▶ **What you are asked to do**
The number needed is how many lines of the data hold the string "below". Give that number and nothing more.

━━━ Excerpted records ━━━

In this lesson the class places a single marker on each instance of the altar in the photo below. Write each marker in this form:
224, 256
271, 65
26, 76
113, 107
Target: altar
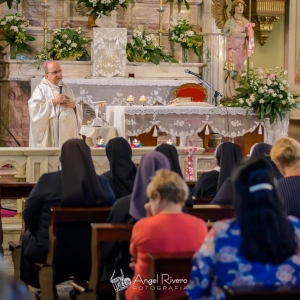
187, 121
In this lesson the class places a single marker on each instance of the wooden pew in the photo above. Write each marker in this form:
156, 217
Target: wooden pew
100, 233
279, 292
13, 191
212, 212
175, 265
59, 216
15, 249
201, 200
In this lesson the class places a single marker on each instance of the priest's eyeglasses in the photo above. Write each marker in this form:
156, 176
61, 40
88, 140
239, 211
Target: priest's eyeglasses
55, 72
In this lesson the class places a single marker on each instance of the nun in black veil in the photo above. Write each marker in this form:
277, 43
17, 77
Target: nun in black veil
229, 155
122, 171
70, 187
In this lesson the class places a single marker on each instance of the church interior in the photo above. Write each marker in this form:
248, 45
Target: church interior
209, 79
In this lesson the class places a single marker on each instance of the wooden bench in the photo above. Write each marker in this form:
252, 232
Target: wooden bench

━━━
━━━ Excerpted records ━━━

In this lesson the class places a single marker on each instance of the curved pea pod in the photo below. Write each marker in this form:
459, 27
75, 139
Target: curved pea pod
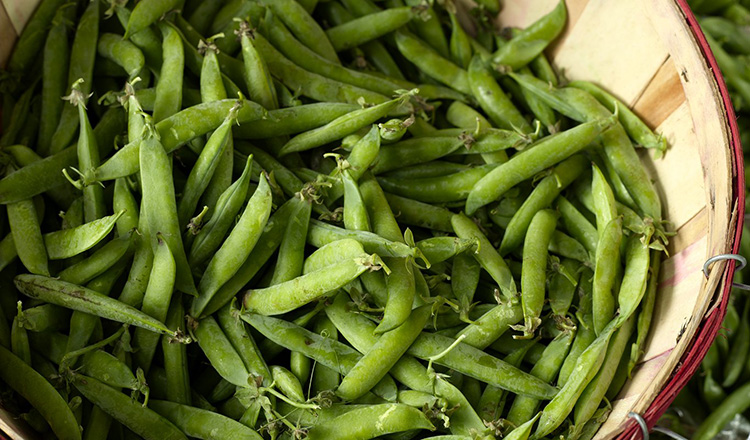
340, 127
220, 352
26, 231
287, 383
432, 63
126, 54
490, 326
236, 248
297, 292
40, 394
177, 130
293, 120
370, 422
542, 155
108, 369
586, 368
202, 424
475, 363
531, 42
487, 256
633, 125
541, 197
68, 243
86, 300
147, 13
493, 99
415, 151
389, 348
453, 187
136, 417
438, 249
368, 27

━━━

▶ **Task output**
2